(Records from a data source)
****

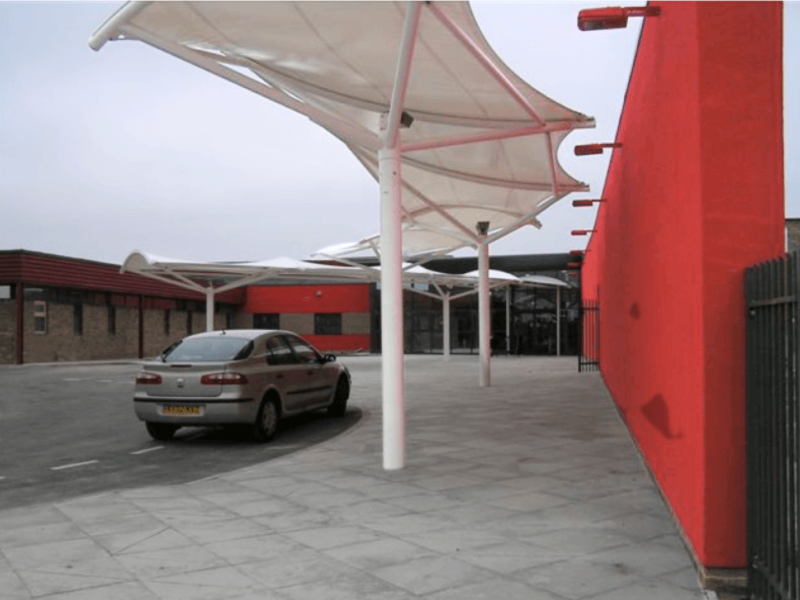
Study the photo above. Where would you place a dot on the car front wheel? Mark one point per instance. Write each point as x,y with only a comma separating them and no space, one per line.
266,425
161,431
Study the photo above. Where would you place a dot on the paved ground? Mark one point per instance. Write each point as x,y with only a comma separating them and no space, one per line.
70,429
530,489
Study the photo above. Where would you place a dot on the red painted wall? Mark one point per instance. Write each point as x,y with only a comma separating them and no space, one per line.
695,195
351,298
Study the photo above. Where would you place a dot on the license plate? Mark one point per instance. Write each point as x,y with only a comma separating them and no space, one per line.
182,411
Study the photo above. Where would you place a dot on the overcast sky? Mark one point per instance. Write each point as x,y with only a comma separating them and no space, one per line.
131,149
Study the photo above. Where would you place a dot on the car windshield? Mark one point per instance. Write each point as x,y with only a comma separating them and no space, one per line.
208,349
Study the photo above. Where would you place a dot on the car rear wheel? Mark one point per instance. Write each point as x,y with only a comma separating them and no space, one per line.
339,405
161,431
266,425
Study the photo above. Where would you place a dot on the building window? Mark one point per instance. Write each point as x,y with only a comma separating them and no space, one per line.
328,324
40,316
112,319
267,321
77,319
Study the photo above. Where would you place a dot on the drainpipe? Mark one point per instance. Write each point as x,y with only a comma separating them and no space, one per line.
20,323
141,326
508,319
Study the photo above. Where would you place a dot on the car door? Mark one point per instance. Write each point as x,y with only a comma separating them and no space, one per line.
318,385
286,373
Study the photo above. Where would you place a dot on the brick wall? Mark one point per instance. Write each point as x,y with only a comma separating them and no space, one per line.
8,332
61,343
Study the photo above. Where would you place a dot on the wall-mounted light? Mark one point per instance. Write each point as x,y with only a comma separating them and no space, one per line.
585,149
587,202
592,19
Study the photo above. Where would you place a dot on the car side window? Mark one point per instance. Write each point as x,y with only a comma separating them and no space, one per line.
305,354
278,352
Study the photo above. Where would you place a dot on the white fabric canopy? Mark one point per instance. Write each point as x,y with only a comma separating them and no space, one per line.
464,150
482,144
219,277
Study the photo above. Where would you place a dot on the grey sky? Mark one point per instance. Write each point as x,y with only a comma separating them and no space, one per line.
129,148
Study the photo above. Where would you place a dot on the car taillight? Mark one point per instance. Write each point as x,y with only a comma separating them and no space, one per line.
145,378
223,379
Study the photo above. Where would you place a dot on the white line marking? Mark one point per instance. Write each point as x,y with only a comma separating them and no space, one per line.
73,465
145,450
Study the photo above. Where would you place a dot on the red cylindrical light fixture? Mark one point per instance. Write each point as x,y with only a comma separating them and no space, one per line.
587,202
586,149
593,19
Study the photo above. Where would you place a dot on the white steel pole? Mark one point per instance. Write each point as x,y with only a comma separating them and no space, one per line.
558,321
484,322
392,310
508,319
210,308
446,326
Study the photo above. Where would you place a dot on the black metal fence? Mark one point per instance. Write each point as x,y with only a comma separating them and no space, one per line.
589,351
773,430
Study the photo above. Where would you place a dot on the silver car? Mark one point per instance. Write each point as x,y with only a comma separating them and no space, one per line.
238,377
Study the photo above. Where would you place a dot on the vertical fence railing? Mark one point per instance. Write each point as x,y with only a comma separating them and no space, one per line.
589,351
773,430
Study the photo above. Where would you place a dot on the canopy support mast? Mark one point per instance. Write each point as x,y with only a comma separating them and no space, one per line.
210,308
484,310
389,161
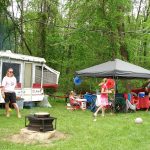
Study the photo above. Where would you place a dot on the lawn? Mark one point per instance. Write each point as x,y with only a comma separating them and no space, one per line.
112,132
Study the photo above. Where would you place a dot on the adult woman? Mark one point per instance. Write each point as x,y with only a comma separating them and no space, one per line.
8,87
103,97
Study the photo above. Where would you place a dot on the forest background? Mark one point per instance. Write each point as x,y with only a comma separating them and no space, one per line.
75,34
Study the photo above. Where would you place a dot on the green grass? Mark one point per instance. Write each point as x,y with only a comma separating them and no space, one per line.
112,132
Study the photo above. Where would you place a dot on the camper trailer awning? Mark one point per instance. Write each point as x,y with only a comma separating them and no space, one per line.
10,55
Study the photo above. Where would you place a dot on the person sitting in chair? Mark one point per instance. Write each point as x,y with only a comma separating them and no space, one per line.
73,102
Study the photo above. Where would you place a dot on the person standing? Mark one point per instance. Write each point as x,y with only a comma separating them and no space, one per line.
8,88
103,97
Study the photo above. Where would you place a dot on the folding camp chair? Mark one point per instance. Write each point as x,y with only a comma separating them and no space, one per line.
120,103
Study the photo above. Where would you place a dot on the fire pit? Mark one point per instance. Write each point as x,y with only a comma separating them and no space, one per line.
41,121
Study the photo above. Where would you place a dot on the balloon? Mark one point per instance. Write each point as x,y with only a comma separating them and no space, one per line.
77,81
110,83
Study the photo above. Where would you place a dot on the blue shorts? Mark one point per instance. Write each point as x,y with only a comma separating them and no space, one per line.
10,97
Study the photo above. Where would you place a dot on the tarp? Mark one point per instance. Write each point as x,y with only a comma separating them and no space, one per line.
115,69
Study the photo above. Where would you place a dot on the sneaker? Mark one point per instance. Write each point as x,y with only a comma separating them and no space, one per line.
94,119
10,110
19,116
8,115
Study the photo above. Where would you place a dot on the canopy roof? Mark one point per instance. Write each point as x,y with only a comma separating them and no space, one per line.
115,69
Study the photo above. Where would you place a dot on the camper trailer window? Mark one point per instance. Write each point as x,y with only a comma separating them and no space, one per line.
38,74
16,68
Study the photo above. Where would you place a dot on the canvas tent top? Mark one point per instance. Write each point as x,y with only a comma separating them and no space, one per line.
8,54
115,69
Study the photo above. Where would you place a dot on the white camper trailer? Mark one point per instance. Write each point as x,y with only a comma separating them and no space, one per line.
32,75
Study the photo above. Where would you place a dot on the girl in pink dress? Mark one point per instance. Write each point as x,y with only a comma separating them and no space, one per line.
103,97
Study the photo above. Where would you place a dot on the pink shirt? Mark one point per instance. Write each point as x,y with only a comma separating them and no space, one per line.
9,83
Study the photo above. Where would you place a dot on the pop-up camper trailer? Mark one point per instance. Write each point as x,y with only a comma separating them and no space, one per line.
32,75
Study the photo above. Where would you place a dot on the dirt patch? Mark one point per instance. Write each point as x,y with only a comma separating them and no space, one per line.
32,137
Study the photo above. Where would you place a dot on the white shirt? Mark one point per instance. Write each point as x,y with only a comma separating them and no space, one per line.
9,83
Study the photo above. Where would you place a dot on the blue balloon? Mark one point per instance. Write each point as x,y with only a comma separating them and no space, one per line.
77,81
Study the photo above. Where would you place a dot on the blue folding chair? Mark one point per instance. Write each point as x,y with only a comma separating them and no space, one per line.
91,99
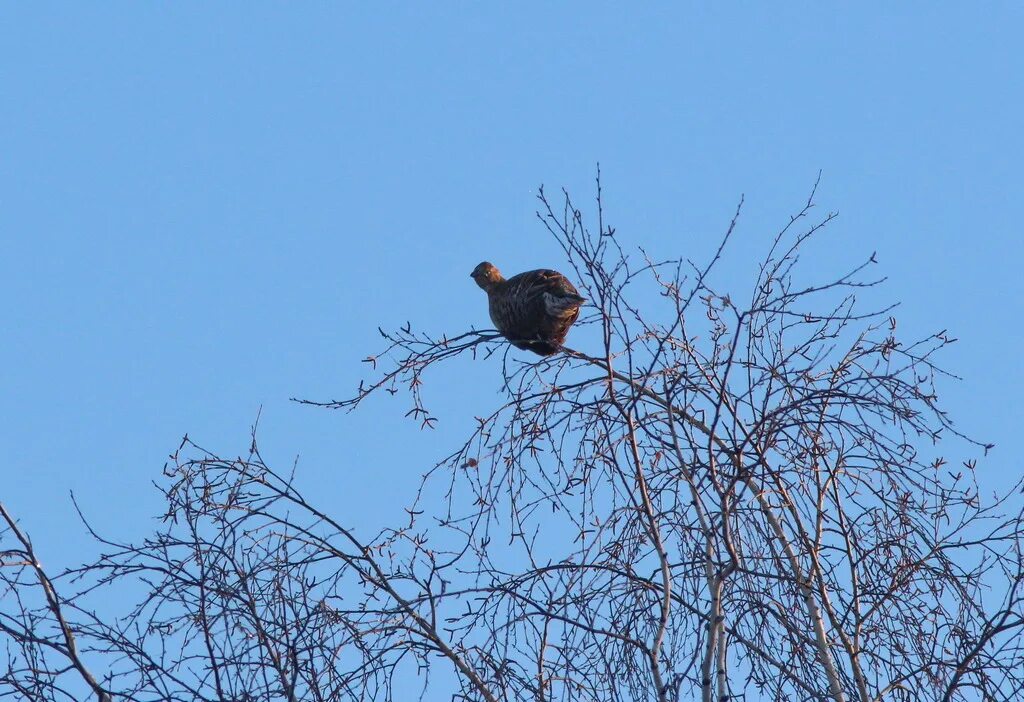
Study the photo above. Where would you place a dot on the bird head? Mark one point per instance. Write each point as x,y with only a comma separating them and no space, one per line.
486,275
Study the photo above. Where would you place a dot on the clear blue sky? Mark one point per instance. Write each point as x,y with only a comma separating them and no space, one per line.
208,209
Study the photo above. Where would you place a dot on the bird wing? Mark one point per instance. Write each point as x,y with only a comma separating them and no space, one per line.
535,283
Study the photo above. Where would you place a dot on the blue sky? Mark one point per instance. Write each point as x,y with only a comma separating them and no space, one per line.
208,209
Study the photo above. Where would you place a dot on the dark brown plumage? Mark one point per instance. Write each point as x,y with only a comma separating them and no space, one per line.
534,310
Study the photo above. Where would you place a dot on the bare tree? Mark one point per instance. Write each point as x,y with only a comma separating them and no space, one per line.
736,495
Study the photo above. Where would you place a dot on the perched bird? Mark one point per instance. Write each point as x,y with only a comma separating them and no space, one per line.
534,310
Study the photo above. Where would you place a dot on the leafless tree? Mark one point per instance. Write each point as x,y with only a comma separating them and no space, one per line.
734,496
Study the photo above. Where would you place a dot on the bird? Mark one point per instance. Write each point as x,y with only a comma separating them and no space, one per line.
532,310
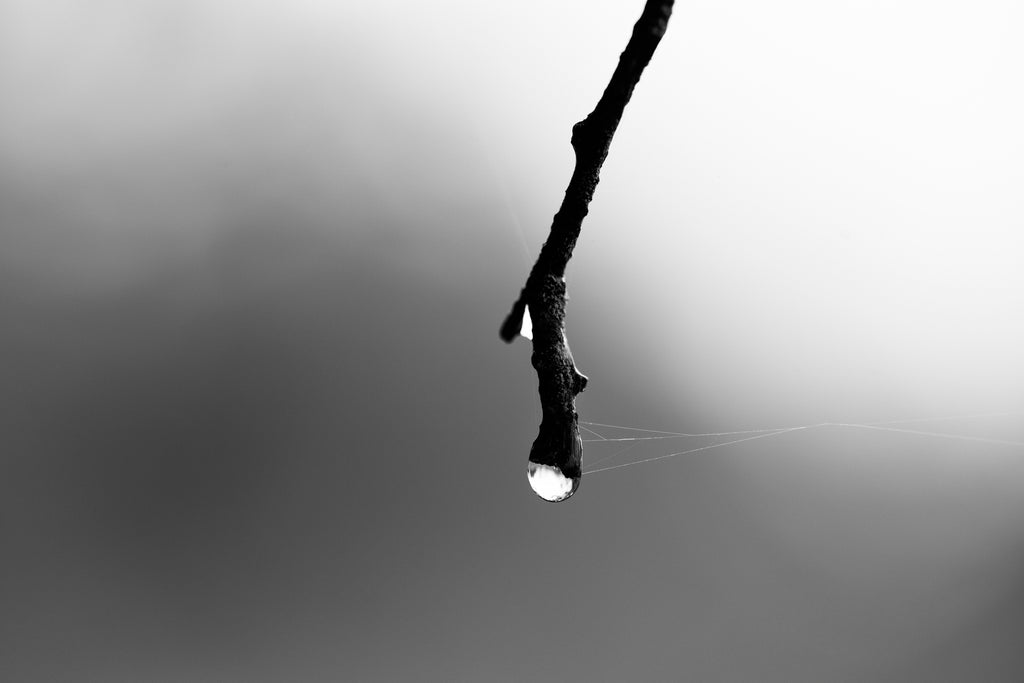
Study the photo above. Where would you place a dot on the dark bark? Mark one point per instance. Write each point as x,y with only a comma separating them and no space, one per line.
558,442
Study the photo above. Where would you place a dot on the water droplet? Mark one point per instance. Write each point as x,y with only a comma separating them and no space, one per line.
527,324
549,482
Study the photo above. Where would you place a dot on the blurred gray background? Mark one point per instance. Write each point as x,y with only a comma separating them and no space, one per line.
256,423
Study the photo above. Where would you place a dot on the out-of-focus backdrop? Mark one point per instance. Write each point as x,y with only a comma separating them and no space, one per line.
256,423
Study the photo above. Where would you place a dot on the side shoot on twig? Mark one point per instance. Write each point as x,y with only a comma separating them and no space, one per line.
556,458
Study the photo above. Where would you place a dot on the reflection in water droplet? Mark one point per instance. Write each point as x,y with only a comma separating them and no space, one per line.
549,482
527,324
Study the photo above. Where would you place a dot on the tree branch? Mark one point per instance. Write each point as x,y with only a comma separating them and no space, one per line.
558,443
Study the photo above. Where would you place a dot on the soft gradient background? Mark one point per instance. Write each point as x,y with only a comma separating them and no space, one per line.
256,423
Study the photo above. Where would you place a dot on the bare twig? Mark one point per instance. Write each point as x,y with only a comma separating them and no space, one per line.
558,442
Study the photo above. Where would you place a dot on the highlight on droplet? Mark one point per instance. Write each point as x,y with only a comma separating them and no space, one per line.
527,325
549,482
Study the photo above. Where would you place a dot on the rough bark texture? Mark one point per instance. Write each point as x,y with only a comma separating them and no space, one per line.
558,442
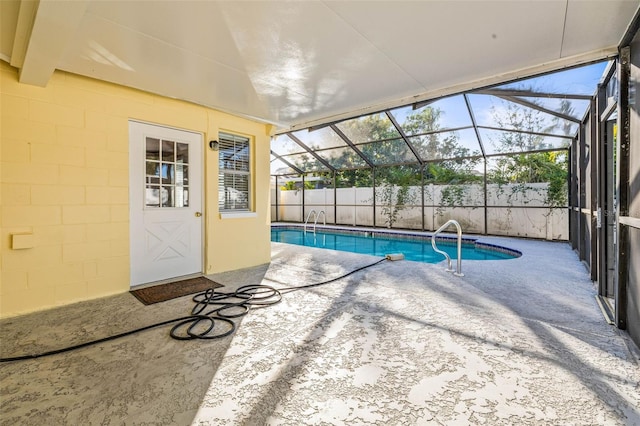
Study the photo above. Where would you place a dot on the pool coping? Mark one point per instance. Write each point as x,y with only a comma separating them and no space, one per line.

****

_The problem_: Copy verbatim the span that opens at the line with "on the out-of-focus" and closes at the final line of the listing. Do not carry over any pictures.

_Full answer_:
Study the photo above. Where would you place a dot on the out-of-focus backdrop? Mark one point per instance. Write each point as x,y with only a comma separating them and no space, one per line.
256,423
Study the photo above. Where would you place a dot on the side shoot on twig? Mark one point per instance. Write each point as x,y with only a comma separating them and no space, one per line.
556,458
Study the photo above. Where would you place a dot on the reflection in water droplet? Mark one point per instance. Write each point as x,y with only a comma separating them and no space, one per line.
549,482
527,324
Study the photo above. Where would you place a dot on the tree branch? Mark one point per instance. Write each point as x,y with only a comma separating them and no space, one per line.
558,443
Study the photo above. Where would you place a dot on the soft gradient background? Mark one point per instance. Write each point as x,y with only a comma separating them and no space, one per line.
256,423
Study the photo above. Where would you place a dot on the bare twig? Mark one point per instance. Write each point as x,y with only a comma separating them and no space, one per line.
558,442
Study the photo above. Where would you place a dot on the highlight on droplet? Mark one point per instance. Write each point as x,y with only a comma separating them and no space, one per line.
527,325
549,482
Study the photo above. Where would you place a dot on the rough bark texture? Mark one point per instance. Write each point as x,y with only a comma separating them and no space, one per line.
558,442
Study the photo above. Where would you place a dot on the pool coping? Mark one point per instance. Write each point as x,y with only a comma separating them and no space, one per line.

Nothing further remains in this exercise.